-- Text provided follows --
In a healthy long-term relationship, sexual union is more than just pleasure. It’s about communication at a more intimate level. If you cannot talk about your likes/dislikes in bed, or figure out how to pleasure each other better, there’s a lot of things in the relationship that you won’t be able to talk about or resolve.

In fact, and contrary to popular belief, people who feel that they have become “experts” in bed may have trouble with honest communication with their partners because it takes a lot of humility to accept that the techniques they’ve “mastered” may not suit their partner. And their pride can get in the way of intimate communication.

Whatever it is, the fun of a relationship is to forge shared experiences together by learning things and experiencing new things together. So don’t stress over not having any experience. You will acquire all the experience you need when you finally get into a relationship.

In the meantime, the experiences you have in dealing with family, friends, frenemies, enemies, and other difficult people in your life will prepare you well for a relationship. You don’t need a relationship to learn such things.

What advice can you give to someone who’s never been in a relationship but is looking for someone to spend the rest of their life with?

A student asked:

What advice can you give to someone who’s never been in a relationship but is looking for someone to spend the rest of their life with?

I have two advice to give:

(1) First, don’t rush into one because it’ll force you to settle on the first person who likes you, and you’ll rationalise and make exceptions on why you should stick to that person even if the person displays many red flags, or if you feel that you’re both incompatible. So please don’t do this to yourself. There are so many people who are unhappily married because they did just that.
-- Text provided concluded --
Problem requirements
Rewrite the relationship advice text from "In a healthy" up to and including "of intimate communication.", putting "modesty" in place of "humility".
-- Provided material follows --
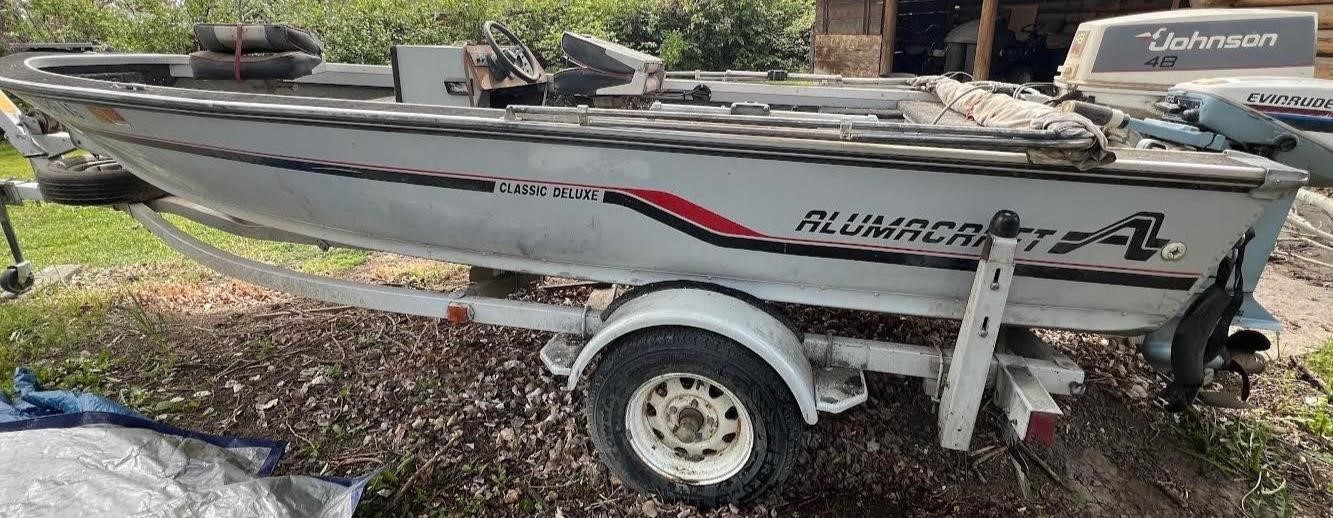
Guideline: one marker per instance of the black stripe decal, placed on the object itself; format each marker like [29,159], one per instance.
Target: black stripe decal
[677,223]
[1137,280]
[309,167]
[749,151]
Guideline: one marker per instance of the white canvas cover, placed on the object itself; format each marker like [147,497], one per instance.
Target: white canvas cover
[976,101]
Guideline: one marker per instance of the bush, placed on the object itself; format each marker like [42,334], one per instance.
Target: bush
[687,33]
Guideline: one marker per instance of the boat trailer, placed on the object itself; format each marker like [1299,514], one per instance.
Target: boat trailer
[824,373]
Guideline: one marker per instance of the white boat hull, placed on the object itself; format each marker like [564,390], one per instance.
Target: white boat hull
[883,228]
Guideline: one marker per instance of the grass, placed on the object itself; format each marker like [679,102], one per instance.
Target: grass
[48,332]
[1321,361]
[101,237]
[1243,448]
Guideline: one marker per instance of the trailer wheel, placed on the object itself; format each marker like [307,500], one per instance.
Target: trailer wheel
[692,416]
[87,180]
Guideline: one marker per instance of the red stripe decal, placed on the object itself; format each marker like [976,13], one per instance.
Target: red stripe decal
[695,213]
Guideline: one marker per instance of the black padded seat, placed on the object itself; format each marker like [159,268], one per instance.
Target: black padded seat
[268,52]
[283,65]
[585,81]
[591,55]
[257,37]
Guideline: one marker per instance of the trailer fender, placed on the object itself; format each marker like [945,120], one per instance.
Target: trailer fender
[741,321]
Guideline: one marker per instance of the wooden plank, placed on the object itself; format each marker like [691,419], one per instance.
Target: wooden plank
[888,35]
[821,8]
[1324,67]
[985,40]
[849,55]
[845,17]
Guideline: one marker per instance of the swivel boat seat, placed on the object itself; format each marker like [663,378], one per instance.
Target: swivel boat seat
[255,52]
[605,68]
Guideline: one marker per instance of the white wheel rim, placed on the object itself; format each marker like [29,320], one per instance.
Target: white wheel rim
[689,429]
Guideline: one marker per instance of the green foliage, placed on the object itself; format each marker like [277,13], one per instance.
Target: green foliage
[1244,448]
[37,332]
[1321,361]
[688,33]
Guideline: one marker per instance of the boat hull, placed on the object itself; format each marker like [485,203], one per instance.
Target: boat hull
[888,239]
[871,227]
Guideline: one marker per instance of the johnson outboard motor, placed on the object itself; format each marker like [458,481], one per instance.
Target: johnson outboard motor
[1129,63]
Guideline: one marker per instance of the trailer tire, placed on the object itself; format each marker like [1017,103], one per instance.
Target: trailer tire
[88,180]
[716,389]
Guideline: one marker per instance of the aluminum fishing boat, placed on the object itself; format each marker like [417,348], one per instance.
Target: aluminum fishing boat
[837,209]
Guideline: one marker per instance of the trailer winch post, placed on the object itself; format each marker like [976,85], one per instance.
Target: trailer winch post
-- Provided material concluded --
Written answer
In a healthy long-term relationship, sexual union is more than just pleasure. It’s about communication at a more intimate level. If you cannot talk about your likes/dislikes in bed, or figure out how to pleasure each other better, there’s a lot of things in the relationship that you won’t be able to talk about or resolve.

In fact, and contrary to popular belief, people who feel that they have become “experts” in bed may have trouble with honest communication with their partners because it takes a lot of modesty to accept that the techniques they’ve “mastered” may not suit their partner. And their pride can get in the way of intimate communication.